▶ Stated exercise A: Locate every line of the listing below that contains the word "grass", treating uppercase and lowercase as distinct, and copy each such line.

2018 Year In Review
I’ve been thinking a lot about what I want to say to sum up this past year. My usual walkthrough of the ups and downs doesn’t have the same flow of years past, and it also doesn’t feel right to create a list or drone on in a long narrative. I just want to tell you about a couple of key things I learned that created a huge shift in my life for the year to come.
I entered 2018 believing that it would be a great year. I talked it up, got really hyped for it; it was going to be the year I graduated and moved on to something new. It was going to be the year I would travel, take that trip I had been talking about. I thought I would do a lot of exhilarating things; that it would be fun, carefree and exciting.
Right from the first second of 2018 something wasn’t right. It kicked off with mediocrity, and that carried through. I broke off a new relationship in the beginning of the year, I fell back into my own habits, and the depression I thought I had beaten snuck up on me slowly once again. I settled right back into a dull semester of school, I had to leave my favorite job for something more in line with my intended career path, and I had no plans to take any trips. Not exactly the hyped up amazing 2018 I had hoped for.
However, this not-so-stellar start didn’t mean that everything was mediocre. One thing that happened in between the first few months of the year was that I learned to love the everyday tasks; I lived on my own, had a pet cat, cooked my food, cleaned my house, settled into being a homebody in my hometown. Once I made peace with the fact that this was my life for a few more months until I finished school, I discovered that it wasn’t all bad. It was a calm and restorative time, and the skill to enjoy the everyday is an important one to learn in order to keep myself grounded throughout any ups and down in life moving forward.

[Dataset records]
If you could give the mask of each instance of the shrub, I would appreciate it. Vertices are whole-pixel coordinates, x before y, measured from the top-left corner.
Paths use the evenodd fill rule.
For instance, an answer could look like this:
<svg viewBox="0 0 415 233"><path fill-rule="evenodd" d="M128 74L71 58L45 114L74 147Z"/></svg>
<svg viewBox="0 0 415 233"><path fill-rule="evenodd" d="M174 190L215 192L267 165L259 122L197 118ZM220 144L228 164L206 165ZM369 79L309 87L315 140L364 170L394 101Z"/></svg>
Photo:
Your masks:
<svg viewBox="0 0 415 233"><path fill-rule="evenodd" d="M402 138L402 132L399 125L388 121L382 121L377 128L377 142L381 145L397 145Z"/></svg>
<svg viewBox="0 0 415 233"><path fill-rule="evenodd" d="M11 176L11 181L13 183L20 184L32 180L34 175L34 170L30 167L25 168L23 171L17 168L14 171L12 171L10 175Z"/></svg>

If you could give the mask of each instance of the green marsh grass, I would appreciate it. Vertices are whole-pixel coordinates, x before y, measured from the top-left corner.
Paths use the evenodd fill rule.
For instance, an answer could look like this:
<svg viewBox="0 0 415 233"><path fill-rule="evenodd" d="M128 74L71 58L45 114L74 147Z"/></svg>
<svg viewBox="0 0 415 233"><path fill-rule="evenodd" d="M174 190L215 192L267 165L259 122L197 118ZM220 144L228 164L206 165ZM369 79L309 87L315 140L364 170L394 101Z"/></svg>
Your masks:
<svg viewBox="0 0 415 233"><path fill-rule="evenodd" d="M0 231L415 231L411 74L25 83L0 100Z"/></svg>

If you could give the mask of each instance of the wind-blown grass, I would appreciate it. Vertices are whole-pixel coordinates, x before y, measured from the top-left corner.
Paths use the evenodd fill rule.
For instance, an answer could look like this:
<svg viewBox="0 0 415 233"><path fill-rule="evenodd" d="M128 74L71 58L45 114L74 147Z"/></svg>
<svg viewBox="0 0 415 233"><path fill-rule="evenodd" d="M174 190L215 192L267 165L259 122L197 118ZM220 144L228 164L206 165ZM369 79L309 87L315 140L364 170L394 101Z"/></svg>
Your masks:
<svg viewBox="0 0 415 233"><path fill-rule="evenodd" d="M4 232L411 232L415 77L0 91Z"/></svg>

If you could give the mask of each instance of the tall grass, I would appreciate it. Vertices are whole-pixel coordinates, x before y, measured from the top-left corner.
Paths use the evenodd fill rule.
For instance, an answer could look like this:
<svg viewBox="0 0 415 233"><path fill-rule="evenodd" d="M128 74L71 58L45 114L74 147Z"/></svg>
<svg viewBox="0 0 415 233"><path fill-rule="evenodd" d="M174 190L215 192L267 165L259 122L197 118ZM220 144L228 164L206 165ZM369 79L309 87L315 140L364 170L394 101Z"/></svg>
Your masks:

▶ Stated exercise B: Using the year-in-review post above, determine whether each of the following statements agrees with it, answering yes or no and quoting the deciding words of the post: (i) the writer had plans to take a trip during 2018; (ii) the writer lived alone and had a pet cat; (iii) the writer left a favorite job for one more in line with an intended career path.

▶ Response A:
If you could give the mask of each instance of the green marsh grass, I would appreciate it. Vertices are whole-pixel coordinates, x before y, measured from the top-left corner.
If you could give the mask of each instance of the wind-blown grass, I would appreciate it. Vertices are whole-pixel coordinates, x before y, measured from the top-left corner.
If you could give the mask of each instance of the tall grass, I would appreciate it. Vertices are whole-pixel coordinates, x before y, measured from the top-left corner.

▶ Response B:
(i) No: "I had no plans to take any trips."
(ii) Yes: "I lived on my own, had a pet cat"
(iii) Yes: "I had to leave my favorite job for something more in line with my intended career path"